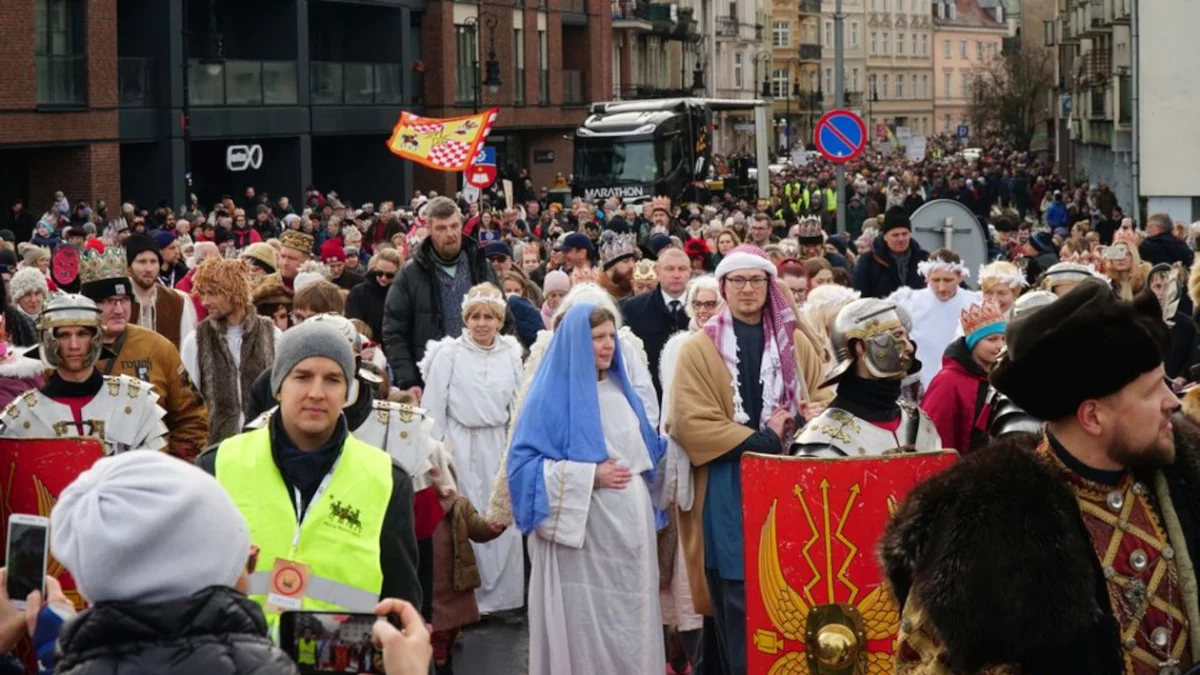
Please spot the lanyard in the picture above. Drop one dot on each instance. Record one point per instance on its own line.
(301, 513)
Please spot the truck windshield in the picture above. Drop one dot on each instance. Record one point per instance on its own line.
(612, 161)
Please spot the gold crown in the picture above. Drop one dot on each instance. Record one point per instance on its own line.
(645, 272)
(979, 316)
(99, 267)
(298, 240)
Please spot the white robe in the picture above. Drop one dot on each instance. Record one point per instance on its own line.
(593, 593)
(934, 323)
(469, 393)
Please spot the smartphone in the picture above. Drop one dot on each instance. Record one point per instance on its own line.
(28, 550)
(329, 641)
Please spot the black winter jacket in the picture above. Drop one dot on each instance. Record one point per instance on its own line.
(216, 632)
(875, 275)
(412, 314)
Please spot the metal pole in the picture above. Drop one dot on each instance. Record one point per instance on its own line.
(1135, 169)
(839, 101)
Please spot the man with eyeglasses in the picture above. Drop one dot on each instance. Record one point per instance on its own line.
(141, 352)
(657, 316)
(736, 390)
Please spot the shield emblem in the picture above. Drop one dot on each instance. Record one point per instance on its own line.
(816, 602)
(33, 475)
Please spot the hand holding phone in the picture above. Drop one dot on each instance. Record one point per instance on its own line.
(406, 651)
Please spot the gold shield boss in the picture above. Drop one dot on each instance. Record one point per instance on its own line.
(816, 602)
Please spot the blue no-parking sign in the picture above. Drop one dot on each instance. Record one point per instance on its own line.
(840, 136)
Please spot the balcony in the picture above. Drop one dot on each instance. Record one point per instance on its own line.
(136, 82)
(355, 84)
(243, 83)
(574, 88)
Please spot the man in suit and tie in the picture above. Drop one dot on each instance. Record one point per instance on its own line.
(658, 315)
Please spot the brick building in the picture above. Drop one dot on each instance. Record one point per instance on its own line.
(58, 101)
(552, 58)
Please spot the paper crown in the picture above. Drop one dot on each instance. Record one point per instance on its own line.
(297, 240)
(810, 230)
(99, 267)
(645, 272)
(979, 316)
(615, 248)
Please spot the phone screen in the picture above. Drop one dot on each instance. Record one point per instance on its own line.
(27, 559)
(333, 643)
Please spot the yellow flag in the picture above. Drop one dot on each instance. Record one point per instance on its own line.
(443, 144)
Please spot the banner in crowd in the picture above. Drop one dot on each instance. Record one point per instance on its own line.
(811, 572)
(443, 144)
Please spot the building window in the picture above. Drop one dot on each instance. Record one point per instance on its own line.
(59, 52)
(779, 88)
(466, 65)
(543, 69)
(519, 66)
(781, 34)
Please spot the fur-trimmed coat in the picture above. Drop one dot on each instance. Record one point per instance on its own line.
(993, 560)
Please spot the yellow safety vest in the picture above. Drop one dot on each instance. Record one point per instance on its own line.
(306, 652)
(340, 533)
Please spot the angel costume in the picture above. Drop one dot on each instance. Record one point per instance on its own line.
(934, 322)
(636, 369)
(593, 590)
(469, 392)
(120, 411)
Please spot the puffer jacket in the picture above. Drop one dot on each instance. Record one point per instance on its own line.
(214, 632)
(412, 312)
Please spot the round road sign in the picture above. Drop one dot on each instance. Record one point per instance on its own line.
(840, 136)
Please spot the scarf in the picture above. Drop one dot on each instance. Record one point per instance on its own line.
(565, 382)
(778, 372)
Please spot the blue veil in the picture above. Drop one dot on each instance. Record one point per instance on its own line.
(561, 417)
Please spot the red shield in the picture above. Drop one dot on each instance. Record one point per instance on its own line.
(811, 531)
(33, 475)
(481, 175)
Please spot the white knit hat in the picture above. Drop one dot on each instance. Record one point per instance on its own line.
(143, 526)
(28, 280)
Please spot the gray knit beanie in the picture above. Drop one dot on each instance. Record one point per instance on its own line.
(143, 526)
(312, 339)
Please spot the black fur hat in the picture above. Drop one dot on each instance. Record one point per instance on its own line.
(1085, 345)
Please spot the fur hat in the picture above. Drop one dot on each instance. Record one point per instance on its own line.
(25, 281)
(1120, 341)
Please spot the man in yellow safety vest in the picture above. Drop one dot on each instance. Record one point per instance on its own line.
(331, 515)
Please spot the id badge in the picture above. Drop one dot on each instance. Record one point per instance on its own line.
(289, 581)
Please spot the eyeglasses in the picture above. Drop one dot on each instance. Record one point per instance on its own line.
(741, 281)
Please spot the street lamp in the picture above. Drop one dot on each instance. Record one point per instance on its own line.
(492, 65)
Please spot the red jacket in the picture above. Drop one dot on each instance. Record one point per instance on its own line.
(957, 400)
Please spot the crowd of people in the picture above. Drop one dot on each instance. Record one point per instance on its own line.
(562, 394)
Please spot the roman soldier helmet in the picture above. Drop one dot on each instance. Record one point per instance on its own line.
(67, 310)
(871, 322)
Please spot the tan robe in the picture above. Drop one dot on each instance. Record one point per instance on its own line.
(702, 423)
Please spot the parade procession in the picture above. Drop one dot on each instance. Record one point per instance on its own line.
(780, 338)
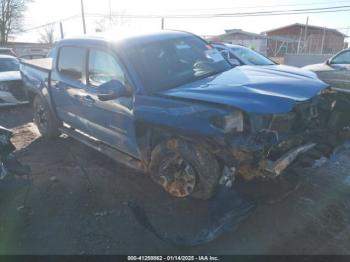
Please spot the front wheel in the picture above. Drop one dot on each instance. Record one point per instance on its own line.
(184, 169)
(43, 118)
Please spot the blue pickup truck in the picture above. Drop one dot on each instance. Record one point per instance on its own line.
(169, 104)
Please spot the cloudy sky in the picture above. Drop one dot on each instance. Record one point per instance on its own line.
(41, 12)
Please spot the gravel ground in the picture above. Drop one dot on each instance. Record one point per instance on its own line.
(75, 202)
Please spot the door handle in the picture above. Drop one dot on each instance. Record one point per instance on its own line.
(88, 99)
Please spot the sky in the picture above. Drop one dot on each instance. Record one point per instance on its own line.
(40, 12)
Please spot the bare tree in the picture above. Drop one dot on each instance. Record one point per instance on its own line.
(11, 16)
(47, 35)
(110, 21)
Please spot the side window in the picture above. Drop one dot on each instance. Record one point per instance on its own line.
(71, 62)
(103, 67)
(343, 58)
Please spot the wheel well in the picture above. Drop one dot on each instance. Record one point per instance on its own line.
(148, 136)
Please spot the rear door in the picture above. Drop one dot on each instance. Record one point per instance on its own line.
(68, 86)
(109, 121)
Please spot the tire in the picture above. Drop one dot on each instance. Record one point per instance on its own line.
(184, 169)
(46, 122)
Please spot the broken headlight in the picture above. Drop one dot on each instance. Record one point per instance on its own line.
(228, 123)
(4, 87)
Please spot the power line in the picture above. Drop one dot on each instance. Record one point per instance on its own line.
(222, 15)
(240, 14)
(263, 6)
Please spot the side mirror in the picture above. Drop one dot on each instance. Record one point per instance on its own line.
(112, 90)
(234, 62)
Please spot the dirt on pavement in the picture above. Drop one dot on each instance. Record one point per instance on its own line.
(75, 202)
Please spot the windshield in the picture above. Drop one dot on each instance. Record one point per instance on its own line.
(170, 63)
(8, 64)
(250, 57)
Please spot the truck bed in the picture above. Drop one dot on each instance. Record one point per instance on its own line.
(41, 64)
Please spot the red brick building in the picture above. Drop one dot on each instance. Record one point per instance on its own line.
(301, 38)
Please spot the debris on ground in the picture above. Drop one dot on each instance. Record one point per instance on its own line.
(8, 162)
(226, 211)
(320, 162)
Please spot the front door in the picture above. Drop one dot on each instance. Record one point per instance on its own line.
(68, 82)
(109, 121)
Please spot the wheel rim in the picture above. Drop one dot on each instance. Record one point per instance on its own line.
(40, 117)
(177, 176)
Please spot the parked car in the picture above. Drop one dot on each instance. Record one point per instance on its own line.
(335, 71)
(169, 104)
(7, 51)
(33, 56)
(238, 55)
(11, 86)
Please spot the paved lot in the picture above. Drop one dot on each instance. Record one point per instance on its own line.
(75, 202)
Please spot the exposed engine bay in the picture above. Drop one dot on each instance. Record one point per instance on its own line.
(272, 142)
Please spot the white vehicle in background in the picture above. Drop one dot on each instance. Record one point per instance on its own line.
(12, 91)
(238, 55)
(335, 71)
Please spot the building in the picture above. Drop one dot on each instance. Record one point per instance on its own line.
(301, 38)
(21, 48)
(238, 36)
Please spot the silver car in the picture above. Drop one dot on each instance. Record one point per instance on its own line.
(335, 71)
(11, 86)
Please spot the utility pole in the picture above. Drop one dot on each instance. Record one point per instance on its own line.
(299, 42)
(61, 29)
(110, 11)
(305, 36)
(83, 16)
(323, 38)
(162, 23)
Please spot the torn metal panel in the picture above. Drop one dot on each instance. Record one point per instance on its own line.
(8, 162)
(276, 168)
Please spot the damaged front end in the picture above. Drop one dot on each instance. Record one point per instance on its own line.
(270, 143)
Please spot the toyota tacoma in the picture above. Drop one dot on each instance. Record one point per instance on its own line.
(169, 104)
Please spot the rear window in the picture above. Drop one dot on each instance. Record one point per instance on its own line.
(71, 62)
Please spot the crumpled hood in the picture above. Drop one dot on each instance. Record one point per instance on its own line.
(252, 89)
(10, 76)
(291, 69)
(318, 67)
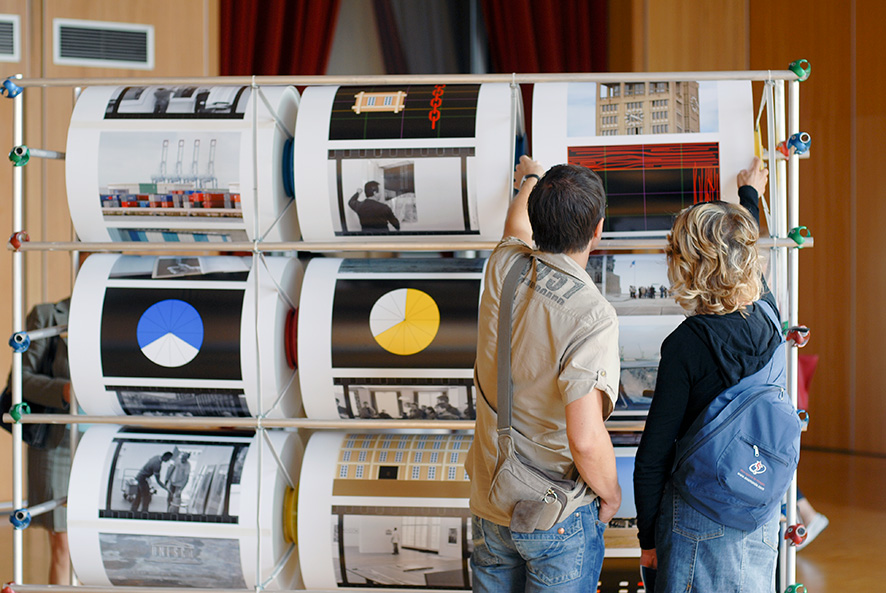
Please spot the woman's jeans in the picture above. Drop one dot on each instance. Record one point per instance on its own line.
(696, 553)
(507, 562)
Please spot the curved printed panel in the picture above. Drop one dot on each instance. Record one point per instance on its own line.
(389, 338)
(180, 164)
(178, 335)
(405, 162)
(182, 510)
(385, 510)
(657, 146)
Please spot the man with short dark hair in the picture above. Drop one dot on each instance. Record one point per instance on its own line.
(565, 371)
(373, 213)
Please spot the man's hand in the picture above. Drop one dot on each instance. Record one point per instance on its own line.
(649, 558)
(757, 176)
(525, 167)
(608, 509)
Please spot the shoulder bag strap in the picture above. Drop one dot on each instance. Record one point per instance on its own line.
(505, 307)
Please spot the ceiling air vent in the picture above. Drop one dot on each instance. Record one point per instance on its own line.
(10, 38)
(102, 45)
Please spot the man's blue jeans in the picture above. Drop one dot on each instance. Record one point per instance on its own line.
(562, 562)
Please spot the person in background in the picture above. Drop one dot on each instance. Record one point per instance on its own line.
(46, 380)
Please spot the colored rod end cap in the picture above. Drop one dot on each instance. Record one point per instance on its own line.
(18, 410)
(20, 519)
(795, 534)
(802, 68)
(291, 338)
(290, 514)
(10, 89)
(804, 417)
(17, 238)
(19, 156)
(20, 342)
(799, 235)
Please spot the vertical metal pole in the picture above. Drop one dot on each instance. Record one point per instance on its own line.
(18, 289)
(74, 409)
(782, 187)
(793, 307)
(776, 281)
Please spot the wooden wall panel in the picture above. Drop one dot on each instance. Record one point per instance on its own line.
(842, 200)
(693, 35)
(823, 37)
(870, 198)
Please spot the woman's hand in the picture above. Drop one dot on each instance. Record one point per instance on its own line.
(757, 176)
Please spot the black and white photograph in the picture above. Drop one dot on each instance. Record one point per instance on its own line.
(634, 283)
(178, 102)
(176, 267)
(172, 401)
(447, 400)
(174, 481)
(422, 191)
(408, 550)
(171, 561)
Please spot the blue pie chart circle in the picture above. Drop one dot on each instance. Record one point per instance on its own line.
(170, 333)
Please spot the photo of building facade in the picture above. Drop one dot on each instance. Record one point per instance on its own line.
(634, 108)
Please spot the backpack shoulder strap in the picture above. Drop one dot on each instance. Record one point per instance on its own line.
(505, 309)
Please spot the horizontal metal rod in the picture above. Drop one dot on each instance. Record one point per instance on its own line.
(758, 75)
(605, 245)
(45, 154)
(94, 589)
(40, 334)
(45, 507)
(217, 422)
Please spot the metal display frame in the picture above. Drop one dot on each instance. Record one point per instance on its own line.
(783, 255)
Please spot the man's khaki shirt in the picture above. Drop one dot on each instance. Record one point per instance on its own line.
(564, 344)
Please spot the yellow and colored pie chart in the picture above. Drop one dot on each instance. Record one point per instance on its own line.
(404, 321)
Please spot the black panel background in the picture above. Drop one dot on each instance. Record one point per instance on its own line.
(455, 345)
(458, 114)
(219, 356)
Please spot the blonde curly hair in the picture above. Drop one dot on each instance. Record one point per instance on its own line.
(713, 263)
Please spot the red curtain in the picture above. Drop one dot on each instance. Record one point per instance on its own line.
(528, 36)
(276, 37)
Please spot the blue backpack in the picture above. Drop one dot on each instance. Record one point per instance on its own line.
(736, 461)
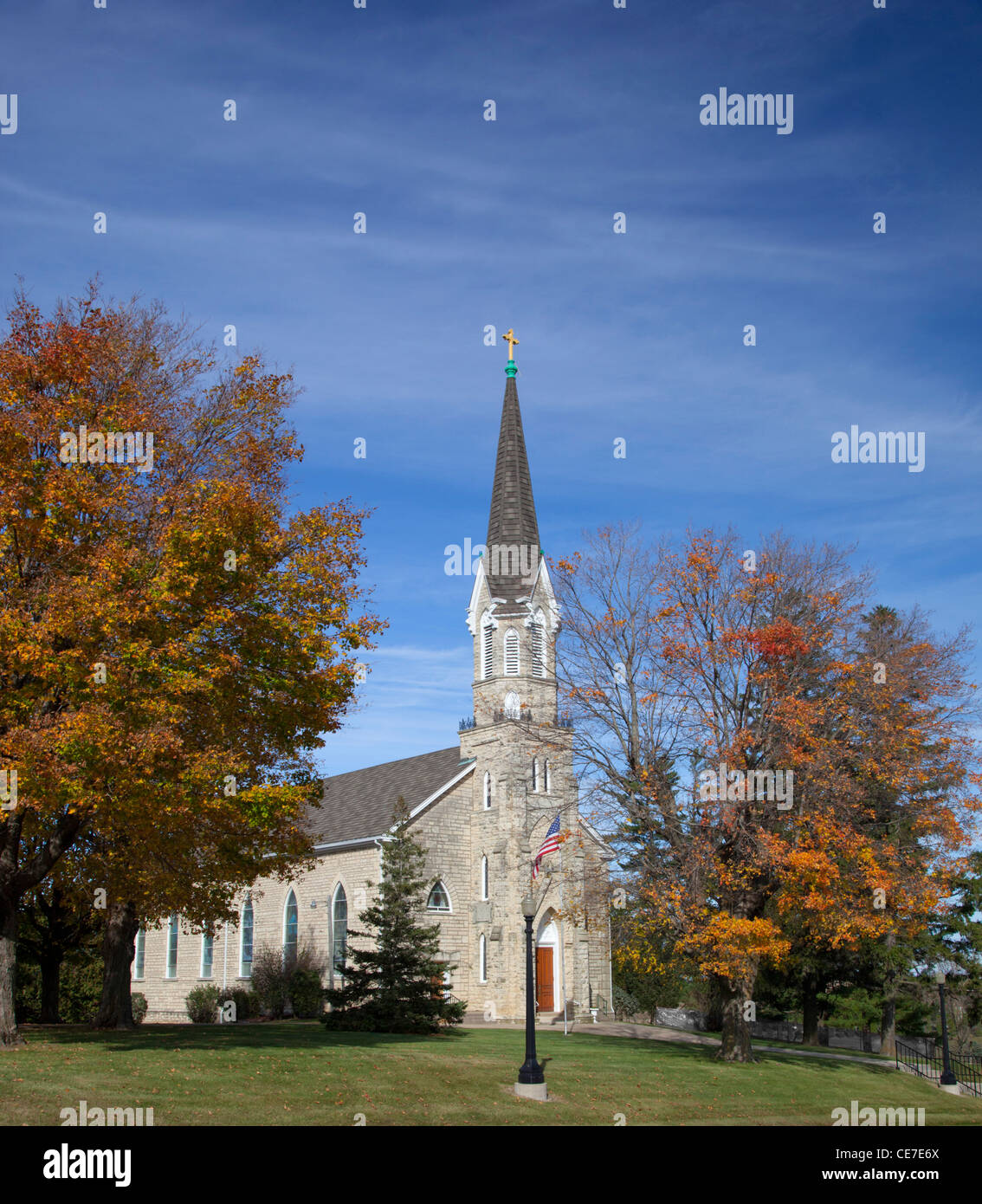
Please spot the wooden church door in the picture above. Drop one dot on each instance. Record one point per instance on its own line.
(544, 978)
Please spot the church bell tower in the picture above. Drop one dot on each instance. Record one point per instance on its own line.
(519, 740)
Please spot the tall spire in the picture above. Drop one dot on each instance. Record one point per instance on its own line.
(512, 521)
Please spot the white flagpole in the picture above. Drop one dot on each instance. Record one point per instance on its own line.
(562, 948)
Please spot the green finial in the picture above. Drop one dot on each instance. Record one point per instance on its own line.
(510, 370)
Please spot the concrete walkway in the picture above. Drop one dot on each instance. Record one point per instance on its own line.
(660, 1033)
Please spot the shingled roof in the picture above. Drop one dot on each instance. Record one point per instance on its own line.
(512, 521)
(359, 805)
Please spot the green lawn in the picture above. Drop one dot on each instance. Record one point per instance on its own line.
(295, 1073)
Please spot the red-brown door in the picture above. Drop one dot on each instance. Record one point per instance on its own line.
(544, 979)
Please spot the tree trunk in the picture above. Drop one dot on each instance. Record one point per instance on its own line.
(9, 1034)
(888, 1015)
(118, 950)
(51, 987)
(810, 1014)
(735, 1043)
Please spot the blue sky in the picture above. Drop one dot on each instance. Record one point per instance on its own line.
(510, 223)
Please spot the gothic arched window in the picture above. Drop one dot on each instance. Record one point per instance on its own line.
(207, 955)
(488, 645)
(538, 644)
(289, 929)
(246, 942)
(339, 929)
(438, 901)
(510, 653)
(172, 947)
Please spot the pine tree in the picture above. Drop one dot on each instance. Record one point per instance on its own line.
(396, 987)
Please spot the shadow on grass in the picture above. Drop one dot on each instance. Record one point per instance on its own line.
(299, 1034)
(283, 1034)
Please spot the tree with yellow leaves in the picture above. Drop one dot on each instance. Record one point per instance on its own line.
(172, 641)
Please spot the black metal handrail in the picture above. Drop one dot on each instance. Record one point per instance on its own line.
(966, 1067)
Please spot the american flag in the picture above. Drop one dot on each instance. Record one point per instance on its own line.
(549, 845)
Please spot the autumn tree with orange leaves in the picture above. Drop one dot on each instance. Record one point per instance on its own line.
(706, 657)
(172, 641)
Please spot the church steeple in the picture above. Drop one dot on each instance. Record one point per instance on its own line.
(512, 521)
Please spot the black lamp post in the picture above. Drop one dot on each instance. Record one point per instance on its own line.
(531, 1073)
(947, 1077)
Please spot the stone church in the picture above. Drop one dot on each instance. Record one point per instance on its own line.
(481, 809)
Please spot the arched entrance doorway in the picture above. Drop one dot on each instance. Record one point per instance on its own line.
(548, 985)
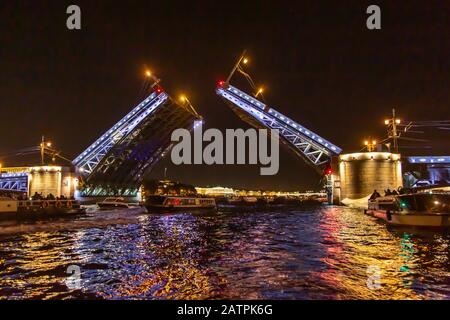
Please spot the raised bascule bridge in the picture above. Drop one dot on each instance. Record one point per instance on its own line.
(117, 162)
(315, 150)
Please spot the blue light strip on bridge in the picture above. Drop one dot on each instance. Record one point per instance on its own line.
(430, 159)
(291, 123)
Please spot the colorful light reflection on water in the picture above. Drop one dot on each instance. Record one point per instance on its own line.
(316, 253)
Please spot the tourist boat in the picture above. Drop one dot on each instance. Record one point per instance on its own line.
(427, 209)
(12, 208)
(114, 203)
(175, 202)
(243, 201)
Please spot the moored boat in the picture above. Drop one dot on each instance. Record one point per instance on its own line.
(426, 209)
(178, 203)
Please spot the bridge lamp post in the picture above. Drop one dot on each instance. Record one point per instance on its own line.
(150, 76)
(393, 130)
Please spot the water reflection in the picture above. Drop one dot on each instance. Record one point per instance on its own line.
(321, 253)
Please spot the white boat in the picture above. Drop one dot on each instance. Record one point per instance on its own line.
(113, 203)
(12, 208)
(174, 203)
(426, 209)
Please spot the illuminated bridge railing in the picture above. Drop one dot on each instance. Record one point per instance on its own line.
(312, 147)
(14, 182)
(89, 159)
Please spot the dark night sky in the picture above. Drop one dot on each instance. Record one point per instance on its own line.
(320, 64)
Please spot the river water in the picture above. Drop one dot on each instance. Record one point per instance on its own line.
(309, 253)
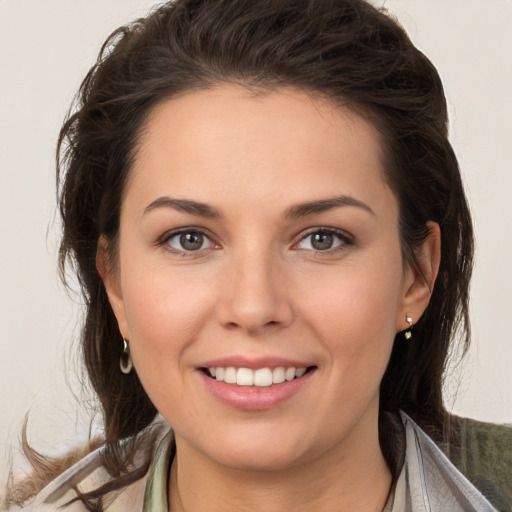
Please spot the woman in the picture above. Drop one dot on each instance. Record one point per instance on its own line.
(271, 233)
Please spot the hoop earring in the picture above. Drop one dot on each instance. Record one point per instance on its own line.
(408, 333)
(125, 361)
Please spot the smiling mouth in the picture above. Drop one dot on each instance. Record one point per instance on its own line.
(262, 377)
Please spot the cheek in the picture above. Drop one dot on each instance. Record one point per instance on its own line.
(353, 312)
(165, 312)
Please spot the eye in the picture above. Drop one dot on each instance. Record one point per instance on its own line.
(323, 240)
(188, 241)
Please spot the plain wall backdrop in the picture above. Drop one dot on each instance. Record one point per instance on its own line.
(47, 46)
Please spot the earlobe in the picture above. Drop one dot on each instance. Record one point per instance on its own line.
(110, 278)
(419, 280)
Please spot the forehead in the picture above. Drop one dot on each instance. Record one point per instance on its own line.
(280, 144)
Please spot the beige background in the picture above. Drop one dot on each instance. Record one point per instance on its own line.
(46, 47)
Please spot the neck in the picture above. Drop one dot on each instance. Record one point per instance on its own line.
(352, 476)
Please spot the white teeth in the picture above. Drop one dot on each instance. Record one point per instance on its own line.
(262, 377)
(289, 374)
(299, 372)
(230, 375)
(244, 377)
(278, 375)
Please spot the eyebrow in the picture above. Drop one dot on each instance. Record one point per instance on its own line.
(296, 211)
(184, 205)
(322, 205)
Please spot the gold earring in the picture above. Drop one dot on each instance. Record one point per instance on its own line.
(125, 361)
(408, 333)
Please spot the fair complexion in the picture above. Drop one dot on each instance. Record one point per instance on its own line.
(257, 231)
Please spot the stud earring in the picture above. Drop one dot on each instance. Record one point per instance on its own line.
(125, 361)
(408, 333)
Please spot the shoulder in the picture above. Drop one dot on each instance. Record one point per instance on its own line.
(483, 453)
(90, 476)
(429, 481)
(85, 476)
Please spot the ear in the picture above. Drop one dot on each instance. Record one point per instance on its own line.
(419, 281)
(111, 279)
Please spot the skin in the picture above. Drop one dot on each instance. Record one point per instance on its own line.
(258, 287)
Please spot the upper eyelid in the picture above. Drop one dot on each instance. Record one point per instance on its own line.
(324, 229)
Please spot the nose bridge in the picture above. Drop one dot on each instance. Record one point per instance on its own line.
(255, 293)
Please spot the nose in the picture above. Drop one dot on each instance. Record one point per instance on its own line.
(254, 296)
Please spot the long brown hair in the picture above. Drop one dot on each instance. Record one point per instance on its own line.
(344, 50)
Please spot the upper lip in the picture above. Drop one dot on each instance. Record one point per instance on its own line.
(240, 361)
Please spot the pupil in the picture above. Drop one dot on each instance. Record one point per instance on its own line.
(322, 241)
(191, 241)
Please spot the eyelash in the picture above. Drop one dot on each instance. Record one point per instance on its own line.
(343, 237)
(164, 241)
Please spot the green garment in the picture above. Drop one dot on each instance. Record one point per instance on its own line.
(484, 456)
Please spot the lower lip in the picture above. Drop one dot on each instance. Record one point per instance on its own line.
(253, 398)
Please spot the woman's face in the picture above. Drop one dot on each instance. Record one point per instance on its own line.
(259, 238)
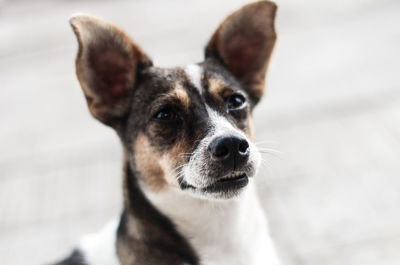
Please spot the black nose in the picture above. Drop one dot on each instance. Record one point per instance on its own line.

────────────────────────────────────────

● AIM OF THE EXERCISE: Exactly reproduce the lines beginning at the one that contains "Please spot the skin" and ending at the final line of the material, with the pictures left out.

● THE ANSWER:
Please spot the skin in the picture above. Drop one dot on each instance. Record one point per instance on its own line.
(258, 287)
Please spot the upper eyelid in the picture above. Drop one dot on each instance. Record one point per instance on its own line.
(324, 229)
Please spot the nose bridge in the picture above. Drop one dot on each instance. Record one point per instance on its own line.
(255, 293)
Please spot the nose in the picture above. Drop one dot on each instance. Record one point per instance on its own line.
(254, 296)
Please spot the long brown hair in the picture above. Drop one dot on each instance. Record one point per instance on its own line.
(344, 50)
Please spot the upper lip in the picture above. Drop one dot on each instance. Record one point per instance on its own line.
(240, 361)
Please spot the pupil in the picture above. Drop one dot on each instance. Record one point per instance on its own line.
(322, 241)
(191, 241)
Please spot the eyelash in the picture above. Drop one dot on each instance. Record one point per instance on its own line.
(343, 237)
(164, 241)
Please spot the green garment in the picture above. Drop one dot on each instance. Record one point per instance on its own line.
(484, 456)
Please spot the lower lip in the picture above. Drop one dot on each instance. Record one point per instance on its own line.
(253, 398)
Please spot the woman's face in the picture above. Drop one dot on each instance. Record one point per instance on its own line.
(259, 238)
Please spot the black nose in the picture above. Drop one dot on each instance. Record one point per instance on its own line.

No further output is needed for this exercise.